## Exercise goal:
In the answer, give the entries below exactly, from the first line through the line with "Target: yellow painted trim", with every picture omitted.

## Records supplied:
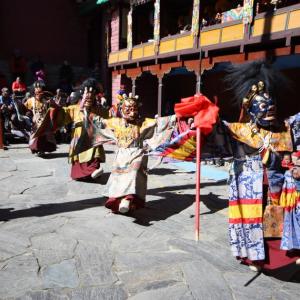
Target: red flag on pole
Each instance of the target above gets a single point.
(205, 115)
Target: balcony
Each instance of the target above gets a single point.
(284, 23)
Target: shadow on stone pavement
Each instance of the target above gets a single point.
(101, 180)
(55, 155)
(173, 203)
(214, 203)
(50, 209)
(164, 171)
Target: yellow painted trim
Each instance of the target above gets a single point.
(113, 58)
(137, 52)
(269, 25)
(294, 21)
(245, 211)
(149, 50)
(210, 37)
(184, 42)
(123, 55)
(232, 33)
(167, 46)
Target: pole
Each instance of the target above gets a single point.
(198, 174)
(133, 86)
(159, 101)
(1, 135)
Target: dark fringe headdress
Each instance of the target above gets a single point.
(246, 80)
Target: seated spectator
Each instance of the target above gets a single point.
(6, 110)
(218, 18)
(18, 87)
(40, 75)
(3, 81)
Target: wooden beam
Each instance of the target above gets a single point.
(1, 135)
(134, 73)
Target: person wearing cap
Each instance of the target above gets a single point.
(127, 185)
(264, 213)
(37, 107)
(18, 87)
(85, 159)
(6, 109)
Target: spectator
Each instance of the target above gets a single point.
(40, 75)
(18, 87)
(96, 73)
(6, 110)
(66, 73)
(218, 18)
(37, 65)
(18, 65)
(3, 81)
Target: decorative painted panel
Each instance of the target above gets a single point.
(210, 37)
(232, 33)
(270, 24)
(184, 42)
(294, 21)
(167, 46)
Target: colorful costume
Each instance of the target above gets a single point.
(86, 162)
(263, 196)
(85, 158)
(38, 106)
(259, 186)
(127, 184)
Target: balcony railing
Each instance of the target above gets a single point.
(283, 23)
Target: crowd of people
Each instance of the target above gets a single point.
(264, 183)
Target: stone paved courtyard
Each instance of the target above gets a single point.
(58, 241)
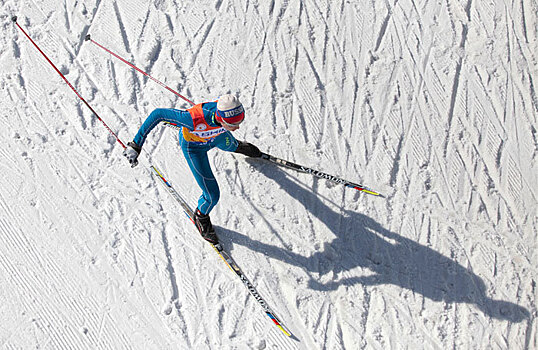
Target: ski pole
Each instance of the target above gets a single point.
(14, 19)
(88, 38)
(319, 174)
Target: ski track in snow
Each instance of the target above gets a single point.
(432, 103)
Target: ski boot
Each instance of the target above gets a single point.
(203, 223)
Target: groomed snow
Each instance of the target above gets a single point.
(433, 103)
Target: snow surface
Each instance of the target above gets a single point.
(433, 103)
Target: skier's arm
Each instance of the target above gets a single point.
(174, 116)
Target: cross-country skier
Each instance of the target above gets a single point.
(204, 126)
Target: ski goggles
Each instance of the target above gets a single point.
(231, 117)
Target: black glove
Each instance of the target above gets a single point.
(131, 152)
(248, 149)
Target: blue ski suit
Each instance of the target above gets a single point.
(200, 133)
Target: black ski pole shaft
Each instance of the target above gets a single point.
(14, 19)
(319, 174)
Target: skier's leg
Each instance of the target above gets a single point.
(201, 169)
(228, 143)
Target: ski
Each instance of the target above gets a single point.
(230, 262)
(319, 174)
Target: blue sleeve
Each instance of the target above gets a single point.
(174, 116)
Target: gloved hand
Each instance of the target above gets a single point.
(248, 149)
(131, 152)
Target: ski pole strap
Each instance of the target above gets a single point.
(319, 174)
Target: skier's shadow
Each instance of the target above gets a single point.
(390, 258)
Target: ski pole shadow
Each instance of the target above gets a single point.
(393, 259)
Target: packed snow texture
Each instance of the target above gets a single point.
(433, 103)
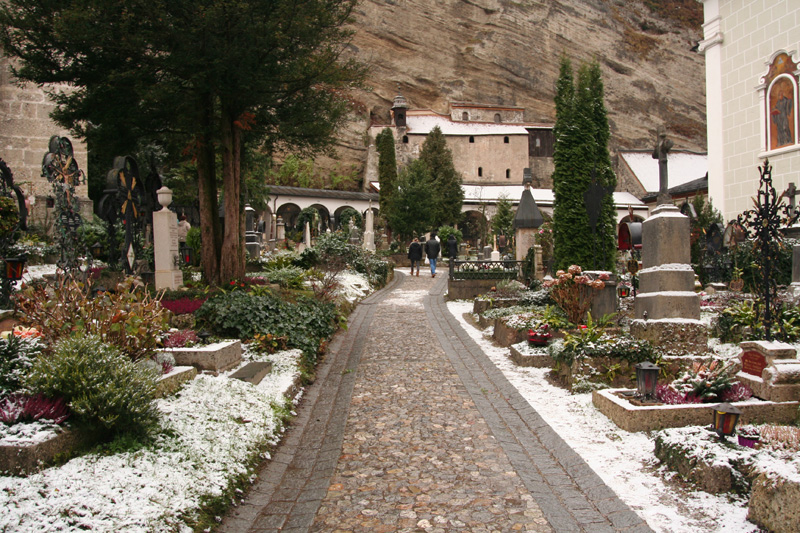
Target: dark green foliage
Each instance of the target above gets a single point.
(350, 216)
(444, 233)
(103, 387)
(306, 323)
(387, 168)
(448, 196)
(412, 209)
(529, 266)
(744, 321)
(17, 355)
(706, 215)
(581, 156)
(204, 78)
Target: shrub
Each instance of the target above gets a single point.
(102, 387)
(706, 381)
(181, 339)
(183, 306)
(17, 354)
(306, 323)
(127, 318)
(18, 407)
(574, 292)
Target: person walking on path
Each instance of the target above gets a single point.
(432, 249)
(415, 255)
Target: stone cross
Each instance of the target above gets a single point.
(662, 148)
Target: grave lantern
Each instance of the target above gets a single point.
(646, 379)
(725, 418)
(14, 267)
(97, 250)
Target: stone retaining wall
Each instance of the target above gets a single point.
(652, 417)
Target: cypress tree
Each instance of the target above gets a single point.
(448, 194)
(387, 169)
(581, 154)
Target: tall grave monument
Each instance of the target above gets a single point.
(667, 310)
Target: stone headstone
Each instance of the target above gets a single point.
(779, 377)
(666, 284)
(165, 244)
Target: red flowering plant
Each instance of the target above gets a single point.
(539, 336)
(574, 291)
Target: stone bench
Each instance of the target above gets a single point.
(216, 357)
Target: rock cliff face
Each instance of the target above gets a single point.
(508, 52)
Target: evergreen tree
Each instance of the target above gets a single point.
(206, 78)
(581, 156)
(387, 169)
(411, 212)
(448, 194)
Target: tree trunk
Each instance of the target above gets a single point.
(209, 217)
(231, 262)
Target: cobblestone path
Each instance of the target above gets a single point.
(410, 427)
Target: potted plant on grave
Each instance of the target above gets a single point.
(539, 336)
(748, 436)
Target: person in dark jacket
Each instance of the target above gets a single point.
(415, 255)
(432, 249)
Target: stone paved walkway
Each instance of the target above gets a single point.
(410, 427)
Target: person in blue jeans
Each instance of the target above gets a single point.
(432, 249)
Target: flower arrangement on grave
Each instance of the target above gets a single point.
(539, 336)
(574, 291)
(704, 382)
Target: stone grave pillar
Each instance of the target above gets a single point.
(165, 243)
(369, 233)
(795, 286)
(666, 308)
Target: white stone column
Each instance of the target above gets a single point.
(165, 243)
(369, 233)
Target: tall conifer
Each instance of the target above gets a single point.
(448, 194)
(581, 154)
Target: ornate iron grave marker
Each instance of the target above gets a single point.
(763, 224)
(61, 170)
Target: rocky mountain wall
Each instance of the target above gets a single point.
(508, 52)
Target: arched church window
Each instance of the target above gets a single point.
(778, 95)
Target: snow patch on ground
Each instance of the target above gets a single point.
(624, 460)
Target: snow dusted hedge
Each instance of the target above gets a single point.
(216, 431)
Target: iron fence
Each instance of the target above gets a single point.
(482, 269)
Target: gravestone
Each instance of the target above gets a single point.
(252, 237)
(165, 244)
(666, 308)
(771, 369)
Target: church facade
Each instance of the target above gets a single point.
(752, 51)
(491, 144)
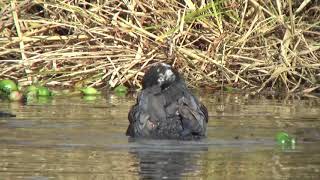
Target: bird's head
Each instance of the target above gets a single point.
(160, 74)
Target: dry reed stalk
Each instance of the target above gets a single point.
(254, 44)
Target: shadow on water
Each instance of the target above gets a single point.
(70, 138)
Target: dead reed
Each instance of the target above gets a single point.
(249, 44)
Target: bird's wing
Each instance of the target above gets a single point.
(193, 115)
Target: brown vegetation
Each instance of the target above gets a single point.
(250, 44)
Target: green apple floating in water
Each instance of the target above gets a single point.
(8, 86)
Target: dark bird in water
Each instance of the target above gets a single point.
(166, 108)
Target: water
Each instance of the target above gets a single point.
(70, 138)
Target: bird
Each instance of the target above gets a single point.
(165, 108)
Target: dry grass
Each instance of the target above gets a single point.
(250, 44)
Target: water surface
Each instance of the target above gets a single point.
(70, 138)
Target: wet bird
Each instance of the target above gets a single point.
(165, 108)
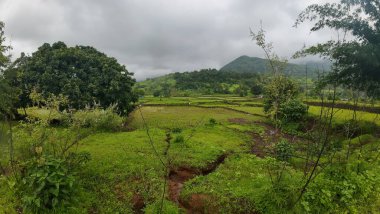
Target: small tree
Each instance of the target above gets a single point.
(280, 88)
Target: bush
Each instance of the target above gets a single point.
(283, 150)
(179, 139)
(98, 119)
(340, 190)
(176, 130)
(47, 184)
(292, 111)
(212, 122)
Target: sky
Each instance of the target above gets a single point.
(155, 37)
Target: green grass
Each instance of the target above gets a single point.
(127, 160)
(343, 115)
(167, 117)
(239, 185)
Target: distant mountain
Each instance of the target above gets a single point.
(259, 65)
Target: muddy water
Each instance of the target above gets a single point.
(177, 178)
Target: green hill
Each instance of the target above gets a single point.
(259, 65)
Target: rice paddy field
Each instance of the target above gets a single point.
(216, 161)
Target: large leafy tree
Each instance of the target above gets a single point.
(357, 59)
(83, 74)
(8, 95)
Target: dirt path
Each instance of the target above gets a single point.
(177, 178)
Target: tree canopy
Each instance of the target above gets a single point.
(8, 96)
(357, 60)
(83, 74)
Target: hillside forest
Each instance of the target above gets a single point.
(78, 133)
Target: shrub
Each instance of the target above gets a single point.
(341, 190)
(283, 150)
(179, 139)
(98, 119)
(292, 111)
(47, 184)
(212, 122)
(176, 130)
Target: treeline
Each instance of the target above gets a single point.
(205, 81)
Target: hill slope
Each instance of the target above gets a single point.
(259, 65)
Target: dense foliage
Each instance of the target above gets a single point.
(213, 81)
(8, 95)
(81, 73)
(261, 66)
(357, 61)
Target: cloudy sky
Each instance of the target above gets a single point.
(153, 37)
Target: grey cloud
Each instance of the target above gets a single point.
(153, 37)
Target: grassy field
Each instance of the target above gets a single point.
(212, 157)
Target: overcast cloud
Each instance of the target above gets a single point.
(153, 37)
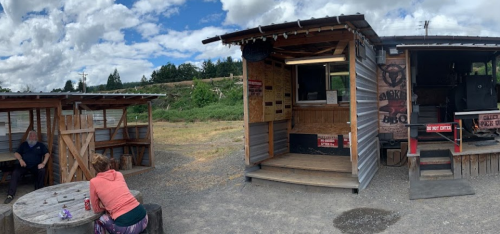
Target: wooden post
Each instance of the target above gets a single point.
(150, 135)
(62, 146)
(246, 124)
(125, 131)
(354, 119)
(10, 132)
(104, 118)
(414, 168)
(38, 125)
(50, 140)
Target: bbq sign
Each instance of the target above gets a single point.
(438, 127)
(489, 121)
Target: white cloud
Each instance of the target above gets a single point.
(148, 29)
(156, 6)
(47, 42)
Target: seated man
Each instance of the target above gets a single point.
(32, 156)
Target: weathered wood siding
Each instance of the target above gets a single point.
(367, 117)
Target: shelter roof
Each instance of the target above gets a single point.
(442, 42)
(356, 23)
(92, 101)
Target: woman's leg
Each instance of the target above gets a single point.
(107, 223)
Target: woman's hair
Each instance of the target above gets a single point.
(100, 163)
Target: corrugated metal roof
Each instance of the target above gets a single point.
(358, 21)
(439, 40)
(69, 94)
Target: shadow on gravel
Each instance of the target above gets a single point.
(365, 220)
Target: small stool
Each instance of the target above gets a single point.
(155, 220)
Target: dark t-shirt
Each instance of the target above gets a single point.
(32, 156)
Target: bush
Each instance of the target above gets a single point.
(202, 95)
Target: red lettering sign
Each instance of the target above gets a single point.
(328, 141)
(489, 121)
(438, 128)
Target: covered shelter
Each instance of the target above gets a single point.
(76, 125)
(310, 101)
(450, 99)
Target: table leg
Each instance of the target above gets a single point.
(82, 229)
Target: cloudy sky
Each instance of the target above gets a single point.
(44, 43)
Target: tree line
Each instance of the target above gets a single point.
(167, 73)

## Solution to this problem:
Target: red flag on pole
Each instance of the target above gets a single point.
(205, 115)
Target: balcony
Each instance of the target above gets a single point.
(284, 23)
Target: shadow on stone pavement
Each instance of the target above gets a single point.
(101, 180)
(55, 155)
(173, 203)
(214, 203)
(50, 209)
(164, 171)
Target: yellow painted trim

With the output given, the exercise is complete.